#### Required action:
Rewrite the lines below, changing every "rough mask" to "coarse mask" and leaving everything else untouched. Omit the pictures from your version.
==== Source records ====
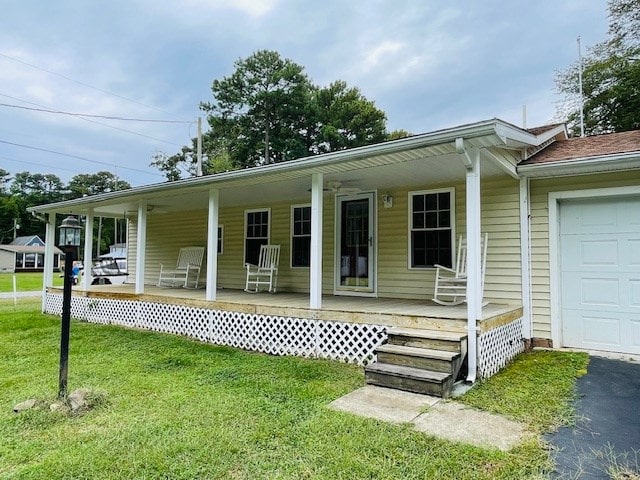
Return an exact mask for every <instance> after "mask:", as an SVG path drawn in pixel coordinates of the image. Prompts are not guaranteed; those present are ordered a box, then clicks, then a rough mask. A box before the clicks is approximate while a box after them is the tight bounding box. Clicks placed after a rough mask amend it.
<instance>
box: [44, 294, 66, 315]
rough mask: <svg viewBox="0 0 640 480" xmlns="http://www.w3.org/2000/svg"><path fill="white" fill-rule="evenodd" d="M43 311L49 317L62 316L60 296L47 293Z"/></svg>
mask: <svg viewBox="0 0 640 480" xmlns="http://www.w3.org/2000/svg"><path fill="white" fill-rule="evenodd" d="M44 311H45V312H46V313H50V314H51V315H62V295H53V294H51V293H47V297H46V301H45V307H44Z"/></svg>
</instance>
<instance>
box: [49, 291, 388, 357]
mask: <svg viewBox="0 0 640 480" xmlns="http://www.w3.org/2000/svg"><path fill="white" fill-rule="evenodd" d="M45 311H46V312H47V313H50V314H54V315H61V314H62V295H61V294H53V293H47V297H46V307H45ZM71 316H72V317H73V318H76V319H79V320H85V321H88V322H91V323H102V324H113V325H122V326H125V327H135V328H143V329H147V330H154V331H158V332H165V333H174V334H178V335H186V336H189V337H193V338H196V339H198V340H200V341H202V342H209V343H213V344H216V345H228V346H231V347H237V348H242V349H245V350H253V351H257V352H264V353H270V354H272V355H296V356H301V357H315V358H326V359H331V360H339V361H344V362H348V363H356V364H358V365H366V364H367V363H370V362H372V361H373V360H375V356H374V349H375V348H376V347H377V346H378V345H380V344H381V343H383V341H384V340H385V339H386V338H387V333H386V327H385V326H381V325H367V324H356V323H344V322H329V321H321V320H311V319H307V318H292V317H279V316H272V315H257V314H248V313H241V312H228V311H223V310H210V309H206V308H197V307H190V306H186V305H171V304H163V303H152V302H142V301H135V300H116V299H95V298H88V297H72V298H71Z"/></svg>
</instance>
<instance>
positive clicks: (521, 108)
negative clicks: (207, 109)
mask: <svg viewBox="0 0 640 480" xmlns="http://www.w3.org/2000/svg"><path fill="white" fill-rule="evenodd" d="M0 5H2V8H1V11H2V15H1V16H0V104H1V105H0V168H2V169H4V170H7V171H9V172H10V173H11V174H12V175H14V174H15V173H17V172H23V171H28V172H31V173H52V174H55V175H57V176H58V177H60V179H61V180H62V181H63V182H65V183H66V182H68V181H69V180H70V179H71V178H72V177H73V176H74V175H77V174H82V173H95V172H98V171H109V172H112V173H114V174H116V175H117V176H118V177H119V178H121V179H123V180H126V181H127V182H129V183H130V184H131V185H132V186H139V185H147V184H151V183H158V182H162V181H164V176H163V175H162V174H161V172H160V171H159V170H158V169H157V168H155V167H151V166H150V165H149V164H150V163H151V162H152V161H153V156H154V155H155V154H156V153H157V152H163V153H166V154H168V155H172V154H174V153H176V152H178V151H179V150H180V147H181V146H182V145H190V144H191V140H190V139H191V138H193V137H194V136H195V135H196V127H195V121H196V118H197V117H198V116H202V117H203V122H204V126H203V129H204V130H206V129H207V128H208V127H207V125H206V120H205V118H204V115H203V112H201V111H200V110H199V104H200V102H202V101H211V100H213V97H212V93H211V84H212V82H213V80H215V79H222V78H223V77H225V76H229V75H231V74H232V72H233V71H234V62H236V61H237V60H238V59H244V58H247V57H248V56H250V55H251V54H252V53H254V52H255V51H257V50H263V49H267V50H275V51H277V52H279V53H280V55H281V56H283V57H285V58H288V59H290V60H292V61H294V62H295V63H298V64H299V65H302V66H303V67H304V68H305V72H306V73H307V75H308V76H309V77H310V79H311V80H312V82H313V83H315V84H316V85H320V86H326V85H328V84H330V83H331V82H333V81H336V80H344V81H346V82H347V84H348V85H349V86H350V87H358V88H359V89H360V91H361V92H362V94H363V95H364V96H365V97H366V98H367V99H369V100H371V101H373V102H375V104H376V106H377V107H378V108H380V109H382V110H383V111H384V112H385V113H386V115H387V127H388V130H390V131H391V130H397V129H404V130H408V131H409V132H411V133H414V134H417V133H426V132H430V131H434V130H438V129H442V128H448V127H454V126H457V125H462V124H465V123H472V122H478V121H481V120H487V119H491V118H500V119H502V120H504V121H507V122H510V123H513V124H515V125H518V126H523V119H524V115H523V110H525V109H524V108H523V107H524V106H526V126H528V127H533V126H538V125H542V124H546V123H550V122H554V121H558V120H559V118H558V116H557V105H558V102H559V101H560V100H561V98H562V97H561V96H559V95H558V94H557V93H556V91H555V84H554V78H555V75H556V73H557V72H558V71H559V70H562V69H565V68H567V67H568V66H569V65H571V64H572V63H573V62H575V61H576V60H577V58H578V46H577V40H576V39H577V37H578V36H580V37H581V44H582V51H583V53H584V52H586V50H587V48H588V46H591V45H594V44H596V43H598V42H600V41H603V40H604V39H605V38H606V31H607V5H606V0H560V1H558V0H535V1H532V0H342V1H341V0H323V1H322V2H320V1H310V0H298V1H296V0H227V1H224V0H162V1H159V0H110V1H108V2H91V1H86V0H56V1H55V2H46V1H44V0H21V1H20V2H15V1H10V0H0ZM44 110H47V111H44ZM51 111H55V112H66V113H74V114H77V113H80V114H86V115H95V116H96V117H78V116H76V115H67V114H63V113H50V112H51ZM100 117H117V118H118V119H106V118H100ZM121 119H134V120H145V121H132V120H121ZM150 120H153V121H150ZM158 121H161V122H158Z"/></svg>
====
#### Solution:
Return an exact mask for every <instance> after "mask:", as an SVG path drawn in pixel coordinates of the image. Prompts are not guaranteed; those present are ordered a box, then clicks, then a coarse mask. A box before the clicks is approximate while a box after them is the tight bounding box. Clicks placed after a coarse mask amend it.
<instance>
box: [44, 294, 66, 315]
coarse mask: <svg viewBox="0 0 640 480" xmlns="http://www.w3.org/2000/svg"><path fill="white" fill-rule="evenodd" d="M43 311L49 317L62 316L60 296L47 293Z"/></svg>
mask: <svg viewBox="0 0 640 480" xmlns="http://www.w3.org/2000/svg"><path fill="white" fill-rule="evenodd" d="M44 311H45V312H46V313H50V314H51V315H62V295H53V294H51V293H47V297H46V301H45V307H44Z"/></svg>
</instance>
<instance>
box: [49, 291, 388, 357]
mask: <svg viewBox="0 0 640 480" xmlns="http://www.w3.org/2000/svg"><path fill="white" fill-rule="evenodd" d="M45 311H46V312H47V313H50V314H54V315H61V314H62V295H61V294H53V293H47V297H46V307H45ZM71 316H72V317H73V318H76V319H79V320H85V321H88V322H91V323H102V324H113V325H122V326H125V327H135V328H143V329H147V330H154V331H158V332H165V333H174V334H178V335H186V336H189V337H193V338H196V339H198V340H200V341H202V342H209V343H213V344H216V345H228V346H231V347H237V348H242V349H245V350H253V351H257V352H264V353H270V354H272V355H296V356H301V357H315V358H326V359H331V360H339V361H344V362H348V363H356V364H358V365H366V364H367V363H370V362H372V361H373V360H375V356H374V349H375V348H376V347H377V346H378V345H380V344H381V343H383V341H384V340H385V339H386V338H387V333H386V327H385V326H381V325H367V324H356V323H344V322H329V321H321V320H311V319H307V318H292V317H279V316H272V315H257V314H248V313H241V312H228V311H223V310H210V309H206V308H197V307H190V306H186V305H171V304H163V303H152V302H142V301H135V300H116V299H95V298H88V297H72V298H71Z"/></svg>
</instance>
<instance>
positive clicks: (521, 108)
negative clicks: (207, 109)
mask: <svg viewBox="0 0 640 480" xmlns="http://www.w3.org/2000/svg"><path fill="white" fill-rule="evenodd" d="M0 5H2V8H1V11H2V15H1V16H0V104H1V105H0V168H2V169H4V170H7V171H9V172H10V173H11V174H12V175H14V174H15V173H17V172H23V171H28V172H31V173H52V174H55V175H57V176H58V177H60V179H61V180H62V181H63V182H65V183H66V182H68V181H69V180H70V179H71V178H72V177H73V176H74V175H77V174H82V173H95V172H98V171H109V172H112V173H114V174H116V175H117V176H118V177H119V178H121V179H123V180H126V181H127V182H129V183H130V184H131V185H132V186H139V185H147V184H151V183H158V182H162V181H164V176H163V175H162V174H161V172H160V171H159V170H158V169H157V168H155V167H151V166H150V165H149V164H150V163H151V162H152V161H153V156H154V155H155V154H156V153H157V152H163V153H166V154H168V155H172V154H174V153H176V152H178V151H179V150H180V147H181V146H182V145H190V144H191V140H190V139H191V138H193V137H194V136H195V135H196V127H195V121H196V118H197V117H198V116H202V117H203V122H204V126H203V129H204V130H206V129H207V128H208V127H207V125H206V120H205V118H204V115H203V112H201V111H200V110H199V104H200V102H202V101H211V100H213V97H212V93H211V84H212V82H213V80H215V79H222V78H223V77H225V76H229V75H231V74H232V72H233V71H234V62H236V61H237V60H238V59H244V58H247V57H248V56H250V55H251V54H252V53H254V52H255V51H257V50H263V49H267V50H275V51H277V52H279V53H280V55H281V56H283V57H285V58H288V59H290V60H292V61H294V62H295V63H298V64H299V65H302V66H303V67H304V68H305V72H306V73H307V75H308V76H309V77H310V79H311V80H312V82H313V83H315V84H316V85H320V86H326V85H328V84H330V83H331V82H333V81H336V80H344V81H346V82H347V84H348V85H349V86H350V87H358V88H359V89H360V91H361V92H362V94H363V95H364V96H365V97H366V98H367V99H369V100H371V101H373V102H375V104H376V106H377V107H378V108H380V109H382V110H383V111H384V112H385V113H386V115H387V127H388V130H390V131H391V130H397V129H404V130H408V131H409V132H411V133H414V134H417V133H426V132H430V131H434V130H438V129H442V128H448V127H454V126H457V125H462V124H465V123H472V122H478V121H481V120H487V119H491V118H500V119H502V120H504V121H507V122H510V123H513V124H515V125H518V126H523V119H524V115H523V110H525V109H524V108H523V107H524V106H526V126H528V127H533V126H538V125H542V124H546V123H550V122H554V121H558V120H559V118H558V116H557V105H558V102H559V101H560V100H561V98H562V97H561V96H559V95H558V94H557V93H556V91H555V84H554V78H555V75H556V73H557V72H558V71H559V70H562V69H565V68H567V67H568V66H569V65H571V64H572V63H573V62H575V61H576V60H577V58H578V46H577V40H576V39H577V37H578V36H580V37H581V44H582V51H583V53H584V52H586V50H587V48H588V46H591V45H594V44H596V43H598V42H600V41H603V40H604V39H605V38H606V31H607V5H606V0H560V1H558V0H535V1H532V0H342V1H341V0H323V1H322V2H320V1H310V0H298V1H296V0H227V1H224V0H162V1H159V0H110V1H108V2H91V1H86V0H56V1H55V2H46V1H44V0H21V1H20V2H15V1H10V0H0ZM44 110H47V111H44ZM51 111H55V112H66V113H74V114H77V113H80V114H86V115H95V116H96V117H78V116H76V115H67V114H63V113H50V112H51ZM100 117H117V118H118V119H106V118H100ZM121 119H134V120H145V121H132V120H121ZM150 120H153V121H150ZM158 121H161V122H158Z"/></svg>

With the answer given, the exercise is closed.